> **Alıştırma A**: Kayıtlarda "street" sözcüğünü içeren satırları sayın ve yalnızca sayıyı yazın; büyük-küçük harf ayrımı dikkate alınmalıdır.
> **Alıştırma B**: Lütfen Kızılderililerle Türklerin akrabalığı üzerine yazıyı kaldığı yerden sürdürün.

# Duyuru > Ya TURAN, Ya ÖLÜM >  Kızılderililer ve Türkler Akraba mı?

## turukbil

Kızılderililer ve Türkler Akraba mı?

Sibel Akçakaya 


Arizona'da yaşayamaya başladığımdan beri ilgi çekici Kızılderili kültürü ile tanıştım. Kızılderiler ilel ilgili yardım çalışmalarina katılan Amerika'li arkadaşım sayesinde ise Arizona'da 'Indian Reservation ' denilen birçok Kızılderili yerleşim bölgesini ziyaret etme şansına sahip oldum. 

Kızılderililer ile ilgili bilgim artarken Kızılderililer'in Türkler'le olan ilişkisini öğrendim. Gerçekten de herhangi bir Kızılderili kasabasına gittiğinizde göçebe Türklerin yaşantısına benzer yaşam sekilleri ile karşılaşıyorsunuz.

> **Kayıt listesi**:
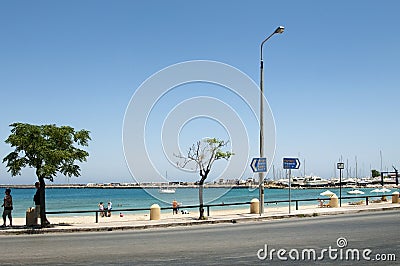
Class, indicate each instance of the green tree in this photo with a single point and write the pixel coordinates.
(201, 156)
(375, 173)
(48, 149)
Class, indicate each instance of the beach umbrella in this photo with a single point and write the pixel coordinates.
(356, 191)
(327, 193)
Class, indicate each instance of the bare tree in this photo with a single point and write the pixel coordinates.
(202, 156)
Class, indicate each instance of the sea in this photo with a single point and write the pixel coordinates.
(79, 199)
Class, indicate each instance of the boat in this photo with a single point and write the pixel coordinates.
(355, 192)
(166, 190)
(315, 181)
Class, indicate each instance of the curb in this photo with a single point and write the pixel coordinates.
(192, 223)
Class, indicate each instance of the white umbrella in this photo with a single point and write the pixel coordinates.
(327, 193)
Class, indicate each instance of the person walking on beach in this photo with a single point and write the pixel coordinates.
(7, 204)
(101, 209)
(175, 205)
(36, 199)
(109, 207)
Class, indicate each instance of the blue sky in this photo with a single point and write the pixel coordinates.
(331, 78)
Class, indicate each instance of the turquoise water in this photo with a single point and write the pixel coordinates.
(72, 199)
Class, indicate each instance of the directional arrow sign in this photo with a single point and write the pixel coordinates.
(259, 165)
(291, 163)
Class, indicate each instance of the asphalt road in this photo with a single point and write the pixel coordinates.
(222, 244)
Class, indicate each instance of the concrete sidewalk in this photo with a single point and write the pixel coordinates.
(182, 220)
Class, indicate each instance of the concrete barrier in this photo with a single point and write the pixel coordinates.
(395, 197)
(155, 212)
(334, 201)
(254, 206)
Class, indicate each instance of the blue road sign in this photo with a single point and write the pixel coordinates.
(291, 163)
(259, 165)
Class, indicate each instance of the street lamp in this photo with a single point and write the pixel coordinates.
(280, 29)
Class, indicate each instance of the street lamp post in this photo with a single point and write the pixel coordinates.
(280, 29)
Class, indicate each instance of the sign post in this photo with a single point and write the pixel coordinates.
(259, 165)
(340, 166)
(290, 163)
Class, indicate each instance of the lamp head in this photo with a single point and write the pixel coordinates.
(280, 29)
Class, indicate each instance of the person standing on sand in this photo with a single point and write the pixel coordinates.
(101, 209)
(175, 207)
(36, 199)
(109, 207)
(7, 204)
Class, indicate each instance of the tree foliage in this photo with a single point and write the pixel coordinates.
(202, 155)
(48, 149)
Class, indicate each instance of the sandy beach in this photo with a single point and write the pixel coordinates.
(165, 215)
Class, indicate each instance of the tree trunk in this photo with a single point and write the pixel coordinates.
(42, 192)
(201, 208)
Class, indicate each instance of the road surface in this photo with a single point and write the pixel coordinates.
(222, 244)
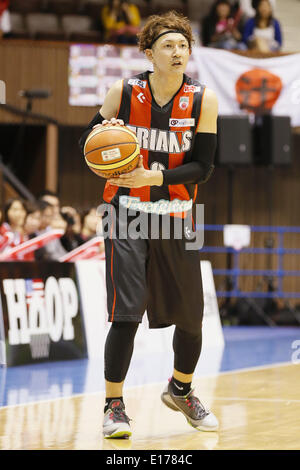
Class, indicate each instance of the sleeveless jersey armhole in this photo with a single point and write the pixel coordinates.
(120, 99)
(201, 108)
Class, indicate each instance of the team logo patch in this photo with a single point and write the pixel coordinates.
(157, 166)
(183, 102)
(137, 82)
(141, 97)
(191, 89)
(182, 122)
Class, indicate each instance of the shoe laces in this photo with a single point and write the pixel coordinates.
(118, 414)
(195, 404)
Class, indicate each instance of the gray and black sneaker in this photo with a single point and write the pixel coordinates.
(191, 407)
(116, 422)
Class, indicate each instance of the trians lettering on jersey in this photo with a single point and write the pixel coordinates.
(165, 136)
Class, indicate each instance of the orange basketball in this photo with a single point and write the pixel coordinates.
(111, 150)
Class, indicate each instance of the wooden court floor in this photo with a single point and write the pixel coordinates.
(257, 409)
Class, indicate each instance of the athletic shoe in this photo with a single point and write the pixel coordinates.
(191, 407)
(116, 422)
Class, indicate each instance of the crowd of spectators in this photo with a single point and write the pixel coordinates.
(228, 26)
(22, 221)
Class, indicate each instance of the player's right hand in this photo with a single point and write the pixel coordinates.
(111, 122)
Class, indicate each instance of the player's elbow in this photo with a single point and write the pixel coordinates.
(204, 174)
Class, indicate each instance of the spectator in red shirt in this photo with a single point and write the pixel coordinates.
(11, 230)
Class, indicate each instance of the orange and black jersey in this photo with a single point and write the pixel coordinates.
(166, 136)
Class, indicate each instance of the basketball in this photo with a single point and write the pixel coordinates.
(111, 150)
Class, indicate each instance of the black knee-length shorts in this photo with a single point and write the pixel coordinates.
(155, 274)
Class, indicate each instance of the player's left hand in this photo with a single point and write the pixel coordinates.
(137, 178)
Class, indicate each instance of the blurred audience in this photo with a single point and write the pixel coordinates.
(72, 238)
(32, 221)
(22, 221)
(5, 24)
(263, 32)
(54, 249)
(121, 22)
(11, 229)
(90, 221)
(220, 27)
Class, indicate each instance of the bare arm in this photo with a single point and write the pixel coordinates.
(209, 114)
(111, 104)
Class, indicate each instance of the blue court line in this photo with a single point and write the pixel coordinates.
(245, 347)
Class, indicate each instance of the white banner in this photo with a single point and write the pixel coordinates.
(244, 84)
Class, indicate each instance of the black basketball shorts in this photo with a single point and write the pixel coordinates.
(155, 274)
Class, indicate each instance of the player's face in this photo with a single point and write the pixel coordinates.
(170, 53)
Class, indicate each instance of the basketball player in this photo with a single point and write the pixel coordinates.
(174, 118)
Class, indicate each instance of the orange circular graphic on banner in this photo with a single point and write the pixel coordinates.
(257, 90)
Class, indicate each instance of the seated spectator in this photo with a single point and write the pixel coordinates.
(32, 220)
(72, 238)
(248, 7)
(220, 29)
(54, 249)
(121, 21)
(90, 222)
(5, 25)
(11, 230)
(52, 199)
(263, 32)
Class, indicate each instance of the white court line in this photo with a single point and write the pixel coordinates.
(275, 400)
(133, 387)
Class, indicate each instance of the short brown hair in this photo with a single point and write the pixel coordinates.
(155, 23)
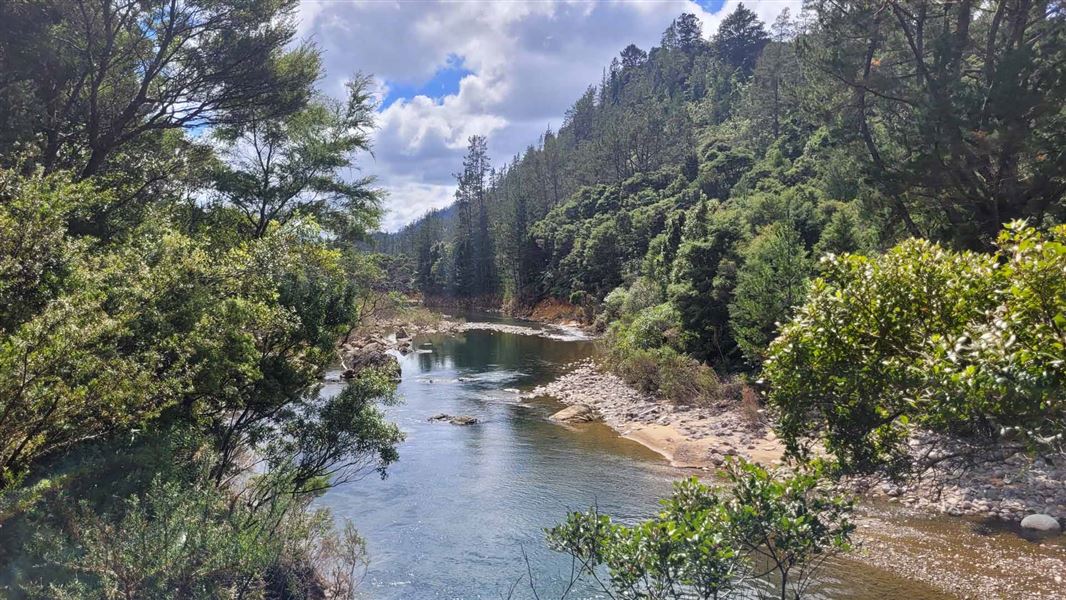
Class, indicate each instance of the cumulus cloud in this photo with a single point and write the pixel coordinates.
(525, 63)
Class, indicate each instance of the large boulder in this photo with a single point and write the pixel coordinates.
(371, 355)
(1045, 523)
(576, 414)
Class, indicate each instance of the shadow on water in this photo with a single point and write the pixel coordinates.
(456, 513)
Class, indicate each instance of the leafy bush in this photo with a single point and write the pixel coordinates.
(921, 337)
(705, 541)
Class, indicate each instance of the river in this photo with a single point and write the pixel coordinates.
(465, 506)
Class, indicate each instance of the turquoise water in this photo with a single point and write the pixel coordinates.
(465, 506)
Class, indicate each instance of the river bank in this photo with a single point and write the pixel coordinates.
(899, 528)
(696, 437)
(940, 556)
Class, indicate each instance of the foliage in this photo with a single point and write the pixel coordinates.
(924, 338)
(792, 524)
(280, 167)
(769, 284)
(704, 544)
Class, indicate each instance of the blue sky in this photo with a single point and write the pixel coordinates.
(443, 82)
(505, 69)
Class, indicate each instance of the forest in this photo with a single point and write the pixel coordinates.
(876, 185)
(855, 211)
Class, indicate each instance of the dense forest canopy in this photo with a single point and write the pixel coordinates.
(177, 207)
(857, 210)
(688, 200)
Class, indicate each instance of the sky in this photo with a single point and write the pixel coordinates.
(504, 68)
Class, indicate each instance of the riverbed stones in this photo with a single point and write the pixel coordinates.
(576, 414)
(455, 420)
(1039, 522)
(364, 354)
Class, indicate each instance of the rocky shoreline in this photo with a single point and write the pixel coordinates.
(1010, 488)
(965, 558)
(688, 436)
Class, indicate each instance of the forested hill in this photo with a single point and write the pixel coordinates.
(712, 171)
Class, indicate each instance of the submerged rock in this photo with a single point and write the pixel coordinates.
(1045, 523)
(357, 357)
(576, 414)
(456, 420)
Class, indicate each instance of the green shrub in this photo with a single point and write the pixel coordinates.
(705, 541)
(925, 338)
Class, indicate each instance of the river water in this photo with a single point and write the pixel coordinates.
(462, 515)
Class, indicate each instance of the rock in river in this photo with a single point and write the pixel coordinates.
(456, 420)
(576, 414)
(1045, 523)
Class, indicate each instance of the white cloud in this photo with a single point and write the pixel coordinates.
(529, 61)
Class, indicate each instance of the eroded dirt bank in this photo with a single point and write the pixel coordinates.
(902, 529)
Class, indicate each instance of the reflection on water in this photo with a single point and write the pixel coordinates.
(464, 503)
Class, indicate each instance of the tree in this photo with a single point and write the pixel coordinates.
(701, 289)
(793, 523)
(84, 80)
(632, 58)
(474, 256)
(740, 39)
(953, 107)
(295, 165)
(705, 542)
(924, 339)
(771, 281)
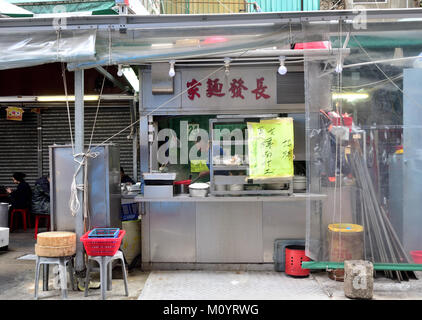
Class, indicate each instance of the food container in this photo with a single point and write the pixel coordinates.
(345, 242)
(220, 187)
(181, 187)
(275, 186)
(299, 183)
(199, 189)
(235, 187)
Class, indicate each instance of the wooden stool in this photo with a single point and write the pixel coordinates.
(62, 262)
(105, 263)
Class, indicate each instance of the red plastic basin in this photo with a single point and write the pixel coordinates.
(416, 256)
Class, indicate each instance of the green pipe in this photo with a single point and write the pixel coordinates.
(377, 266)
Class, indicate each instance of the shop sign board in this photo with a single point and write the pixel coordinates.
(241, 87)
(14, 113)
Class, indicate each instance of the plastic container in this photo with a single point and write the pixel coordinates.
(416, 256)
(102, 246)
(345, 242)
(295, 255)
(104, 233)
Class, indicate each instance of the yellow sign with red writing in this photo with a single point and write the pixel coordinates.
(14, 113)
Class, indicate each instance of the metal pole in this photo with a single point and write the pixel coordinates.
(134, 144)
(79, 148)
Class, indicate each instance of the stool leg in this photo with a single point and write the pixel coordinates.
(46, 270)
(24, 219)
(11, 220)
(37, 275)
(103, 277)
(28, 215)
(63, 278)
(124, 277)
(37, 219)
(109, 275)
(70, 267)
(88, 270)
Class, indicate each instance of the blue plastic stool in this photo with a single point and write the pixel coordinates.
(106, 272)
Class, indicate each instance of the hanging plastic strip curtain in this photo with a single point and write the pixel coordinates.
(147, 45)
(364, 145)
(24, 49)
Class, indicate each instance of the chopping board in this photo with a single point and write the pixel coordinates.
(55, 244)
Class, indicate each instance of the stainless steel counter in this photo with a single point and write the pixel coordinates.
(183, 230)
(187, 198)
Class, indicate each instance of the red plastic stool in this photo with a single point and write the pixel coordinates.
(25, 214)
(37, 220)
(294, 256)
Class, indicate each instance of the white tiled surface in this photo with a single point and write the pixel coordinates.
(262, 285)
(222, 285)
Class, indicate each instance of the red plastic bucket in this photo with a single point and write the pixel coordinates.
(416, 256)
(294, 257)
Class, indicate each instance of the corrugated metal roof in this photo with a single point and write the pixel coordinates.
(288, 5)
(11, 10)
(94, 7)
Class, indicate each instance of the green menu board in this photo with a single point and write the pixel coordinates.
(270, 144)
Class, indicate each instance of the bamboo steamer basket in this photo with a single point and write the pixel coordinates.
(345, 242)
(55, 244)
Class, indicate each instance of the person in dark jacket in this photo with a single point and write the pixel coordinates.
(124, 178)
(21, 197)
(41, 196)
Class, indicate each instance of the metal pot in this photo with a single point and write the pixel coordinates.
(181, 187)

> **Beklenen yanıt A**: 2

> **Beklenen yanıt B**:
Daha da araştırınca karşıma ilginç saptamalar çıktı. Ancak tarih ile ilgili
konuşmak ve yorum yapmak ciddiyet gerektiren bir alan özellikle de
günümüzdeki çıkar çatışmalarına alet edildiğini düşünürsek.. Dolayısıyla kişilerin dilden dile anlattığı tarihten çok birtakım gerçeklerle desteklenmiş tarihe inanmak daha akılcı benim için. 

Ben ne tarih konusunda uzmanım ne de Kızılderililer konusunda. www.turkcedünya.com adlı sitede bu konuya bir bölüm ayrılmış. Bence
dünyadaki her insan zaten birbirinin kardeşi, hepsi tek ve aynı soydan
gelme, ancak tek bir kaynaktan gelen insanoğlunun nasıl bu kadar
farklı nesillere bölunduğunu görmek ve anlamak inanılmaz heyecan
verici. Bu konuda daha çok araştırma yapıp, sizi ve kendimi daha da
aydınlamaya çalışacağım.

Kızılderililer Türk Mü?

İndiana üniversitesinden Amerikalı Profesör Denis Sinor Sibirya
Türklerinden Tunguz kabileleri ve Yukagir'lerin Tunç çağı evrelerinden
beri Kızılderililerle ortak bir kültüre sahip olduklarını tespit
etmiştir.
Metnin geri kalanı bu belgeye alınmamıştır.